O QUE FAZER:
a - No trecho sobre Dona Teté, em que ano ela fundou o Cacuriá de Teté?
b - Atualize o trecho sobre Dona Teté: reescreva tudo desde "Por Andressa Algave" até "27 de junho.", trocando "São Luís" por "Imperatriz".

TRECHO FORNECIDO:
========
O Dia do Cacuriá será celebrado em 27 de junho, a data é em homenagem ao centenário de Dona Teté | Foto: Divulgação

Por Andressa Algave

Especial para a Agência Tambor

Peça a um morador de São Luís para completar o verso “Lera chorou, Lera chorou” e provavelmente a resposta será “eu te disse Lera, vão te tomar teu amor”.

Foi com melodias famosas como “Choro de Lera”, “Assa Cana” e “Jabuti” que a voz da mestra popular Almerice da Silva Santos, a Teté (1924-2011), conquistou uma legião de admiradores de várias gerações e, este ano, inspirou um projeto de lei para instaurar o Dia do Cacuriá na data em que ela completaria 100 anos: 27 de junho.

O Grupo Laborarte, casa onde Teté fundou o histórico Cacuriá de Teté (atual Cacuriá Balaio de Rosas) em 1986, anunciou algumas ações em homenagem ao centenário da musa.

Entre as iniciativas estão a produção do documentário “Pricisa, Teté: Cem anos de baile no salão da baronesa!”, que conta a história de vida de Teté e do nascimento do espetáculo, e a elaboração da PL, que transformaria a manifestação em patrimônio da cultura maranhense.

A data seria celebrada no mesmo mês da festa que inspirou o nascimento do cacuriá que conhecemos hoje: o festejo do Divino Espírito Santo, comemorado no dia 8 de junho.

A mudança no nome do grupo criado por Teté divulgada no dia 14 de junho despertou muitos comentários, polêmica e dividiu opiniões, mas provou o que já era inegável: o legado da mestra é assunto sério entre os muitos apaixonados pela cultura local.

“Me pergunto se o centenário seria tão lembrado se não fosse a mudança de nome. Mas apesar da polêmica, acho que as pessoas lembraram que ainda existem mestres e mestras populares. Vovó foi uma das poucas mulheres a ser dama da cultura popular maranhense”, contou Layna Souza, bisneta de Teté e dançarina da Cia Encantar.

Quem foi Teté?

Almerice da Silva Santos nasceu em 27 de junho de 1924 e foi apelidada “Teté” ainda bebê, nas mãos do padre de batismo, por sua pequenez. Durante a infância ela se apaixonou pelas caixas – um tipo de tambor usado tradicionalmente durante o Divino Espírito Santo.
========
MATERIAL FORNECIDO:
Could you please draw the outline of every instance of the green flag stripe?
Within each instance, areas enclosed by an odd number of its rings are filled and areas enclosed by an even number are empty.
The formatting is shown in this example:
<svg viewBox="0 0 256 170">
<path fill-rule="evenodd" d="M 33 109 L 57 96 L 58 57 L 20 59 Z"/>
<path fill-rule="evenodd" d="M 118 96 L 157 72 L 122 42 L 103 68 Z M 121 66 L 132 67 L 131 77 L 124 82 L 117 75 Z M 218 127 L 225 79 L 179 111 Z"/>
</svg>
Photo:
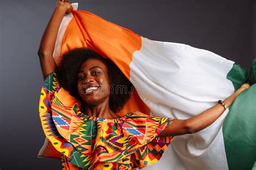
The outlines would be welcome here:
<svg viewBox="0 0 256 170">
<path fill-rule="evenodd" d="M 235 90 L 248 80 L 247 73 L 235 64 L 227 76 Z M 252 70 L 250 74 L 256 75 Z M 251 169 L 256 159 L 256 84 L 241 93 L 229 107 L 223 131 L 228 168 Z"/>
</svg>

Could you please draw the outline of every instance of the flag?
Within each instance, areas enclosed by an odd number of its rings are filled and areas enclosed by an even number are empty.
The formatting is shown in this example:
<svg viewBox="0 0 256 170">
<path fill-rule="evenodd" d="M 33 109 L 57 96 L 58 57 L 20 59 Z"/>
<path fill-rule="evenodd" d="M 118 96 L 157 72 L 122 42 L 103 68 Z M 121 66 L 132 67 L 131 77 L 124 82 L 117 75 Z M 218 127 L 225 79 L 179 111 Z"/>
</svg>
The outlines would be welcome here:
<svg viewBox="0 0 256 170">
<path fill-rule="evenodd" d="M 82 47 L 110 58 L 134 85 L 136 90 L 120 115 L 137 110 L 187 119 L 250 82 L 251 87 L 213 124 L 200 132 L 174 137 L 160 161 L 146 169 L 252 168 L 256 160 L 256 60 L 248 73 L 210 51 L 151 40 L 89 12 L 74 10 L 59 30 L 53 52 L 56 63 L 65 52 Z M 60 154 L 46 140 L 38 156 Z"/>
</svg>

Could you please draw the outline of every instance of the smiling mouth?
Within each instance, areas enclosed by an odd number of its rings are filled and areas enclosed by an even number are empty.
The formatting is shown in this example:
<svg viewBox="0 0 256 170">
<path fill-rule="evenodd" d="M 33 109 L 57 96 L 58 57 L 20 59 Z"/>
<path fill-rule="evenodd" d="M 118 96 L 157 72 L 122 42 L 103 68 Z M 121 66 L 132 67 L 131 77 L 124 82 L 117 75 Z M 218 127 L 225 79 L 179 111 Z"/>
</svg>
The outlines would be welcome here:
<svg viewBox="0 0 256 170">
<path fill-rule="evenodd" d="M 91 94 L 99 90 L 99 86 L 91 86 L 85 89 L 85 94 Z"/>
</svg>

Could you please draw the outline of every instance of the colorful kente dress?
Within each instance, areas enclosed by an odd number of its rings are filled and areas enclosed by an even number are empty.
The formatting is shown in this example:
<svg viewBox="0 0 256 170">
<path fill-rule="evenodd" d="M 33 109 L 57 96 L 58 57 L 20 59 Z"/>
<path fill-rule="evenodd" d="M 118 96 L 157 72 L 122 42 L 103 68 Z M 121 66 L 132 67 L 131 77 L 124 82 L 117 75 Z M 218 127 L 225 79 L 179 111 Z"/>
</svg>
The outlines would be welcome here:
<svg viewBox="0 0 256 170">
<path fill-rule="evenodd" d="M 44 133 L 62 156 L 64 169 L 129 169 L 157 162 L 172 137 L 157 136 L 172 119 L 134 111 L 106 119 L 86 116 L 61 88 L 55 73 L 42 88 L 39 114 Z"/>
</svg>

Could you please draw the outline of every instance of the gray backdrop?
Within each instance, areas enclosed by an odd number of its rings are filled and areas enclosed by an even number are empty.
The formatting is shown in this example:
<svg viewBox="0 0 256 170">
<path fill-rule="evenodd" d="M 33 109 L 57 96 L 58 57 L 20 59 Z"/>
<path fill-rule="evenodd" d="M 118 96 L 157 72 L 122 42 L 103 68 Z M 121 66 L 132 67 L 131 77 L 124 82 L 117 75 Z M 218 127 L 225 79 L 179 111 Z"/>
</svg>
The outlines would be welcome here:
<svg viewBox="0 0 256 170">
<path fill-rule="evenodd" d="M 248 69 L 256 56 L 254 0 L 76 2 L 79 9 L 151 39 L 208 49 Z M 44 139 L 37 51 L 56 3 L 0 0 L 1 170 L 60 169 L 59 160 L 37 158 Z"/>
</svg>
========
RESPOSTAS DOS EXERCÍCIOS:
a - Em 1986.

b -
Por Andressa Algave

Especial para a Agência Tambor

Peça a um morador de Imperatriz para completar o verso “Lera chorou, Lera chorou” e provavelmente a resposta será “eu te disse Lera, vão te tomar teu amor”.

Foi com melodias famosas como “Choro de Lera”, “Assa Cana” e “Jabuti” que a voz da mestra popular Almerice da Silva Santos, a Teté (1924-2011), conquistou uma legião de admiradores de várias gerações e, este ano, inspirou um projeto de lei para instaurar o Dia do Cacuriá na data em que ela completaria 100 anos: 27 de junho.